Stored dataset items
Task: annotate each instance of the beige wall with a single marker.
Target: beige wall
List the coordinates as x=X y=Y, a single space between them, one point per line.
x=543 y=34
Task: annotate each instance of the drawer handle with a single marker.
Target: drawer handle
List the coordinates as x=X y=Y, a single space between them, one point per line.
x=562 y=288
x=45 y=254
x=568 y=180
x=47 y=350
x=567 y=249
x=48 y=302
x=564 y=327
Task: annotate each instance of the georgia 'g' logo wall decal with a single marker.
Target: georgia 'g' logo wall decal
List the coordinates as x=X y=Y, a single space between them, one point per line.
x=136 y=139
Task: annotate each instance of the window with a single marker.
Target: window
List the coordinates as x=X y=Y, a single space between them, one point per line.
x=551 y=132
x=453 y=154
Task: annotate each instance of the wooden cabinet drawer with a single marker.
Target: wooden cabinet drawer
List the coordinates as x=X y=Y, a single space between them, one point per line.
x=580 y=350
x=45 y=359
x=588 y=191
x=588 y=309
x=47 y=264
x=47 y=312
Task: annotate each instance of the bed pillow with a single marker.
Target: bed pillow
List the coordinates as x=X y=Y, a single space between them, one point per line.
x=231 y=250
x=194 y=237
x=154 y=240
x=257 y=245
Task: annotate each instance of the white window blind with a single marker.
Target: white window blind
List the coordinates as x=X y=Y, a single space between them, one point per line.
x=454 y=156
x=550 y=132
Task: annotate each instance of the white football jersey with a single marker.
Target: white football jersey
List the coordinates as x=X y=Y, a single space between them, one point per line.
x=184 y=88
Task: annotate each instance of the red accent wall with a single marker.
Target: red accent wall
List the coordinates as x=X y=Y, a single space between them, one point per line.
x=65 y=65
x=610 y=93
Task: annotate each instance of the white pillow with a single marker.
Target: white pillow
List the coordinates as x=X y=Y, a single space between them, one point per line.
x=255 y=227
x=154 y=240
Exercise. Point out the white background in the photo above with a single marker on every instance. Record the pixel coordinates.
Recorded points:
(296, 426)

Exercise brief
Generate an exact reproduction of all entries.

Response to the exercise
Task: annotate each instance of the beige wall with a single marker.
Target: beige wall
List the coordinates as x=X y=Y, a single space between them, one point per line.
x=543 y=34
Task: annotate each instance of the drawer handle with a single marker.
Target: drawer handle
List the coordinates as x=X y=Y, a single space between them, one point per line.
x=562 y=288
x=45 y=254
x=568 y=180
x=47 y=350
x=567 y=249
x=48 y=302
x=564 y=327
Task: annotate each instance of the georgia 'g' logo wall decal with a single marker.
Target: georgia 'g' logo wall decal
List the coordinates as x=X y=Y, a single space between them, one point per line.
x=136 y=139
Task: annotate each instance of the window with a single marker.
Target: window
List the coordinates as x=X y=Y, a single space between them, one point per line.
x=551 y=132
x=453 y=154
Task: annotate each instance of the wooden cabinet drawer with a single marker.
Target: wooden cabinet drawer
List the coordinates as x=X y=Y, a single space between them, one point per line.
x=580 y=350
x=45 y=359
x=588 y=191
x=588 y=309
x=47 y=264
x=47 y=312
Task: annotate each instance of the bed pillow with a single marker.
Target: bed pillow
List the coordinates as x=X y=Y, a single space between them, one point per line.
x=231 y=250
x=194 y=237
x=154 y=240
x=257 y=245
Task: annotate each instance of the white window blind with a single marker.
Target: white window blind
List the coordinates as x=X y=Y, a single space between them, one point per line.
x=454 y=156
x=550 y=132
Task: annotate each instance of the white football jersey with a single marker.
Target: white football jersey
List the coordinates as x=X y=Y, a single space between them, one point per line.
x=184 y=88
Task: annotate each instance of the red accent wall with a single marker.
Target: red accent wall
List the coordinates as x=X y=Y, a single space between them, one point per line.
x=65 y=65
x=610 y=93
Task: annotate each instance of the white pillow with a single marker.
Target: white pillow
List the coordinates as x=X y=Y, a single space between them, one point per line.
x=255 y=227
x=154 y=240
Exercise. Point out the white background in the photo above with a single marker on every instance. Record the pixel coordinates.
Recorded points:
(296, 426)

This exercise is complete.